• Detalles de la tarea:
Cuenta cuántas líneas de las entradas de abajo contienen la cadena "below", distinguiendo entre mayúsculas y minúsculas, y responde únicamente con ese número.

[Registros de señalamiento]
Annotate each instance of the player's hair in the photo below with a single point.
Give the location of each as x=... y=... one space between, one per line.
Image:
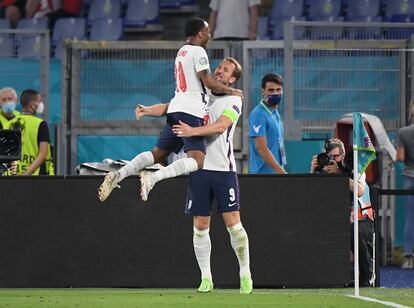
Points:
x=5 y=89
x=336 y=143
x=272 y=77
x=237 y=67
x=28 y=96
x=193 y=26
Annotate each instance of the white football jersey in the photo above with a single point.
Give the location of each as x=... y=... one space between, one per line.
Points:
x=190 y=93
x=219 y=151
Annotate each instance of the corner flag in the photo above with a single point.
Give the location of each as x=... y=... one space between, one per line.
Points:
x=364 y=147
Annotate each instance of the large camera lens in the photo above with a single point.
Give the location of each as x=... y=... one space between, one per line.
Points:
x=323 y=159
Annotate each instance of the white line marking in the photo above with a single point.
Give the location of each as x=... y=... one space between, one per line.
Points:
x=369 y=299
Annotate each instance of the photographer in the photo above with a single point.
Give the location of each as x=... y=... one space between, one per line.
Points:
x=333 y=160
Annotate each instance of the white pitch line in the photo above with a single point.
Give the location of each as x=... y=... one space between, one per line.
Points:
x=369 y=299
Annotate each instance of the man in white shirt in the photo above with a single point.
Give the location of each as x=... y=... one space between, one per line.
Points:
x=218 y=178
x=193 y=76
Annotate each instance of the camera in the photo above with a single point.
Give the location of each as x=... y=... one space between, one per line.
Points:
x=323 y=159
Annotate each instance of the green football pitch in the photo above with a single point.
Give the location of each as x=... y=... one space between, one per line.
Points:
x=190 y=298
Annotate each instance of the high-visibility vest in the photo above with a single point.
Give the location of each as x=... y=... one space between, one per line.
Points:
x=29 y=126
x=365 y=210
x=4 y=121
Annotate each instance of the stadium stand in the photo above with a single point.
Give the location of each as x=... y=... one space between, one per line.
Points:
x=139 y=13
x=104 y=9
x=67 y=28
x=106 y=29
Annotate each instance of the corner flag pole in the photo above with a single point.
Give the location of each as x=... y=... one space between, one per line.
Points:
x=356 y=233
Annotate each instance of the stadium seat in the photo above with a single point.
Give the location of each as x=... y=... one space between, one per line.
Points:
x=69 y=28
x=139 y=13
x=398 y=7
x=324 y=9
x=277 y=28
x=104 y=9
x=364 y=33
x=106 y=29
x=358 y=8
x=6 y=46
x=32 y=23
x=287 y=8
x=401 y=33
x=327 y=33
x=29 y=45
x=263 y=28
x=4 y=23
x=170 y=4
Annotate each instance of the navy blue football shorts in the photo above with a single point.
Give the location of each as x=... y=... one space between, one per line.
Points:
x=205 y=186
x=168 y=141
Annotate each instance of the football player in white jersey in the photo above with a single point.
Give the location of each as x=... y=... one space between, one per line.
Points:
--
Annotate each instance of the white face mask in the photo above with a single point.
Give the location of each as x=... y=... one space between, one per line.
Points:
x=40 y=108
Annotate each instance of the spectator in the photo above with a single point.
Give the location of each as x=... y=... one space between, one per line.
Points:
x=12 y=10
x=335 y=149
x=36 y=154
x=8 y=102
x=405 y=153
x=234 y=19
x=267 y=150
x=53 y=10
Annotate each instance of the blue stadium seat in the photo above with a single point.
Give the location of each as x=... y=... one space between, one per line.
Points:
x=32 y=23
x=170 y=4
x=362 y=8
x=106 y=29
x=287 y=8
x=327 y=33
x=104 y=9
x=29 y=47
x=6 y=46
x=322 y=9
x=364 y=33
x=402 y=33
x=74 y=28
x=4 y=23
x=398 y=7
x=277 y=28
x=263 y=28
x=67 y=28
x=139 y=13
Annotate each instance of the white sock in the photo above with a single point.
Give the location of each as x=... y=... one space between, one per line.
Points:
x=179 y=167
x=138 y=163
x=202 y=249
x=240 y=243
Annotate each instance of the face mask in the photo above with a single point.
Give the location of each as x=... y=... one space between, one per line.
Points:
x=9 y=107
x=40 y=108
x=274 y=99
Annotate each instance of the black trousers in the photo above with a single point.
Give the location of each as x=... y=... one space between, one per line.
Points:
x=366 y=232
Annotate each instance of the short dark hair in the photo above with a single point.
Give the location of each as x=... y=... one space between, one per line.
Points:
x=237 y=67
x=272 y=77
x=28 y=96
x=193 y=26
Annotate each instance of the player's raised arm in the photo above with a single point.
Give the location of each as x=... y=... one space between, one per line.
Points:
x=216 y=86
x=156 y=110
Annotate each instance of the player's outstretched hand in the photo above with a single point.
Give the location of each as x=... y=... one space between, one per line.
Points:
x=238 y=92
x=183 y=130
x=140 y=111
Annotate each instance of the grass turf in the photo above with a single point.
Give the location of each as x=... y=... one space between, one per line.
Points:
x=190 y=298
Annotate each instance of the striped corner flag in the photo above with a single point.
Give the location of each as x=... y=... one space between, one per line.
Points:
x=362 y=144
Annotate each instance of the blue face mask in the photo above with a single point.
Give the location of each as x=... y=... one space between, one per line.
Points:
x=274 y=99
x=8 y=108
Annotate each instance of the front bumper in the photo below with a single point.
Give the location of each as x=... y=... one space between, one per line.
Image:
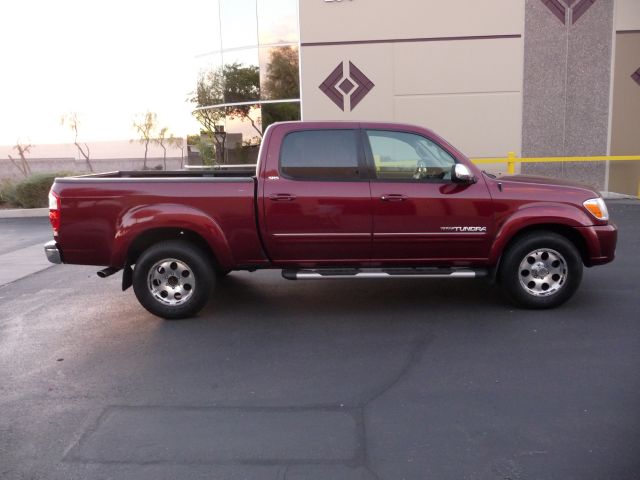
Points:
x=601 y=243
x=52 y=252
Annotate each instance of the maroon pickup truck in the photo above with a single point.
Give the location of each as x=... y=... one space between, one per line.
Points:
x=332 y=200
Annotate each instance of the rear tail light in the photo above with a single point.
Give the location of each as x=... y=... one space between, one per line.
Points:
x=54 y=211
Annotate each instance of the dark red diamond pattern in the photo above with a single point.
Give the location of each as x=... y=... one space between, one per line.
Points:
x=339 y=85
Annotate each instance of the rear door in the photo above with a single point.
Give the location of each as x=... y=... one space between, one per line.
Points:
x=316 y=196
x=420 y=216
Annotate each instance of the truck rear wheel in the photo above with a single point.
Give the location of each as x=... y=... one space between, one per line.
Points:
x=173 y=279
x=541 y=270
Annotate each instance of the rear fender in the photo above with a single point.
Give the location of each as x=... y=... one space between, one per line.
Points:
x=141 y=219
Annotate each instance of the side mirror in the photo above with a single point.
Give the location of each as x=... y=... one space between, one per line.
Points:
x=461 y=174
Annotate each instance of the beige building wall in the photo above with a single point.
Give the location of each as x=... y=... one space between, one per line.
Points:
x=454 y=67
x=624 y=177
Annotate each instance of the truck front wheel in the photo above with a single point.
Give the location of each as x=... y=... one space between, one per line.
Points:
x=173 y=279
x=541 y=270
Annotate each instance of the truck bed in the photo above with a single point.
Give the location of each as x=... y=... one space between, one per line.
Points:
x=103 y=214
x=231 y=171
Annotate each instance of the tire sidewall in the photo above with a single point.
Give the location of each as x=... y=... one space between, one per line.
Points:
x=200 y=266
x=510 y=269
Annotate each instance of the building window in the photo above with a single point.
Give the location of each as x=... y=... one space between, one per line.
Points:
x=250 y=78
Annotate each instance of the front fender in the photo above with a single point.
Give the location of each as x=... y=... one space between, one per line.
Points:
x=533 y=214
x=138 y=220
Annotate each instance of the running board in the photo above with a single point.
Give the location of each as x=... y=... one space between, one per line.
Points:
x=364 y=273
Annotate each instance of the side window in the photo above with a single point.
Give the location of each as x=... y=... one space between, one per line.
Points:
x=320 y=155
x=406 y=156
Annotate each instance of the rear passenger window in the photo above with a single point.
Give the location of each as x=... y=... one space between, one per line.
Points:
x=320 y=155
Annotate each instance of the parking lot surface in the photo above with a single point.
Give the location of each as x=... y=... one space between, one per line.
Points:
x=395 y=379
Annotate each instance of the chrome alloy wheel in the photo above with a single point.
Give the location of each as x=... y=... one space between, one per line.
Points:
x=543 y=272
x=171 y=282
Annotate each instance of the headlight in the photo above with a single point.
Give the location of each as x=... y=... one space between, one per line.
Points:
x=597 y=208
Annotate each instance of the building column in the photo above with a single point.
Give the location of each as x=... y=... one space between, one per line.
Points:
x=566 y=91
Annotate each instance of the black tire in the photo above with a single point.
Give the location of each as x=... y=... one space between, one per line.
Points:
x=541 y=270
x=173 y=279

• Resultado:
2